• _Consigne_:
Pourriez-vous poursuivre l'article ci-dessous sur la Charte de la presse francophone en situation minoritaire, à partir de sa dernière phrase ?

Les journaux francophones revendiquent leur indépendance
OTTAWA – L’Association de la presse francophone (APF) a dévoilé, le mardi 31 octobre, sa Charte de la presse écrite de langue française en situation minoritaire au Canada. Un document censé garantir l’indépendance et l’impartialité des médias, mais qu’il faudra bien faire connaître pour en assurer l’efficacité, assurent des experts.
BENJAMIN VACHET
bvachet@tfo.org | @BVachet
Dans le document de trois pages, l’APF exige que ses journaux membres souscrivent à la Charte qui vise à « assurer l’indépendance des salles de rédaction des journaux membres de l’APF et, par le fait même, leur crédibilité en tant qu’organe de presse à part entière ».
Si la Charte reconnaît que « les médias ont une fonction cruciale à assumer dans la vitalité de ces populations », elle précise que « la presse écrite de langue française en situation minoritaire doit servir l’intérêt public. Elle fait partie à part entière des médias d’information. À ce titre, elle ne peut servir de messager désigné pour une personne, un groupe, un organisme ou une institution en particulier ».
« L’APF ne va pas faire la police pour savoir si c’est appliqué, mais c’est une condition pour devenir membre. Nos journaux ont travaillé avec nous là-dessus, ils ont vu la Charte et ils y adhèrent », assure Francis Sonier, président de l’APF.
« Dans un rapport, à Terre-Neuve-et-Labrador, une des recommandations était que le journal Le Gaboteur se mette au service des organismes. Nous avons pris cette occasion pour nous affirmer et rappeler le rôle et les responsabilités des journaux, ainsi que leur indépendance. Nous l’avons fait de bonne foi, nous n’étions pas obligés. Nous pensons que cela permettra une meilleure compréhension. Les journaux restent le reflet des communautés, mais leur mission est de couvrir les sujets d’intérêt public et non d’être des organismes de relations publiques. »

(Enregistrements contenus dans un jeu de données)
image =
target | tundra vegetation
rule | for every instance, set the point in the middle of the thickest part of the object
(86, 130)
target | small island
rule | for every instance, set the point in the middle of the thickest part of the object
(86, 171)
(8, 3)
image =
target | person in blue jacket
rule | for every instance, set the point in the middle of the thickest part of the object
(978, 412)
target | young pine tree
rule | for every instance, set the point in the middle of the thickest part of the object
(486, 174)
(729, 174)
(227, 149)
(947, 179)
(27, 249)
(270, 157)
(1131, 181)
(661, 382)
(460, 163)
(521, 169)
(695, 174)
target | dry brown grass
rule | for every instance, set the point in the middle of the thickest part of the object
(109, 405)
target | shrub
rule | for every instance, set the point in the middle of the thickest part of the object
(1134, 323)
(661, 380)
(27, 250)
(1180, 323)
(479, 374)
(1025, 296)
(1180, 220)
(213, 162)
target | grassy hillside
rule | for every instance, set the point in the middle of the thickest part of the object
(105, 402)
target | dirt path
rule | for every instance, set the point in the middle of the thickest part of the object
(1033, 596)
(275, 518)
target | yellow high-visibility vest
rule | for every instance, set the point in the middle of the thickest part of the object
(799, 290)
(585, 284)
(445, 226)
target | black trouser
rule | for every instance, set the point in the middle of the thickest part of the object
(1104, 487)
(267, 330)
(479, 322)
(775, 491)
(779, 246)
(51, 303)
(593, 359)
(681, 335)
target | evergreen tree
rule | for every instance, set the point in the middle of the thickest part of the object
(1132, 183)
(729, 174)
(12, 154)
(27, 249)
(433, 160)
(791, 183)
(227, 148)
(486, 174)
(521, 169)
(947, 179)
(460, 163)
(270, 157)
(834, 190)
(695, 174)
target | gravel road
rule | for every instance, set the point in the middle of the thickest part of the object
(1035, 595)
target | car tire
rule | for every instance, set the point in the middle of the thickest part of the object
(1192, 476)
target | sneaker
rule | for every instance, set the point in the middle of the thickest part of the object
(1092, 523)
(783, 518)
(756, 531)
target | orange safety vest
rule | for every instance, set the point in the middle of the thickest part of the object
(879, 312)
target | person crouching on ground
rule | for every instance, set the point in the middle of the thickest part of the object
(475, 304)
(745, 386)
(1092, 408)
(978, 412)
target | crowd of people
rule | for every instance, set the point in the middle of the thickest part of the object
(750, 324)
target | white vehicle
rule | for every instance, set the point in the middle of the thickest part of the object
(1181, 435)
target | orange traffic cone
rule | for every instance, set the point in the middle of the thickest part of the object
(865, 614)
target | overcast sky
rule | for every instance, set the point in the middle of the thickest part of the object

• _Réponse_:
D’autres cas d’ingérence ont également été rapportés à #ONfr au journal Le Franco, en Alberta, et au journal La Liberté, au Manitoba.
Un pas dans la bonne direction, disent les experts
L’APF a consulté une douzaine de professeurs d’université, spécialistes en journalisme, en éthique, en communication ou encore, en francophonie canadienne. Parmi eux, Julie Paquette, professeure adjointe à l’École d’éthique publique de l’Université Saint-Paul, avoue avoir été surprise qu’un tel mécanisme n’existe pas déjà.
« C’est pertinent de se doter d’un tel outil pour aider le travail des journalistes et la crédibilité des médias. En milieu minoritaire, il y a souvent de potentiels conflits d’intérêts. En ayant des balises claires, cela peut réduire le risque. »
« C’est seulement là comme balise et pour pouvoir si référer si des organismes essaient de s’ingérer dans le travail des journalistes. » – Francis Sonier, président de l’APF
Pour Marc-François Bernier, professeur au département de communication de l’Université d’Ottawa, l’équilibre est toujours difficile à trouver.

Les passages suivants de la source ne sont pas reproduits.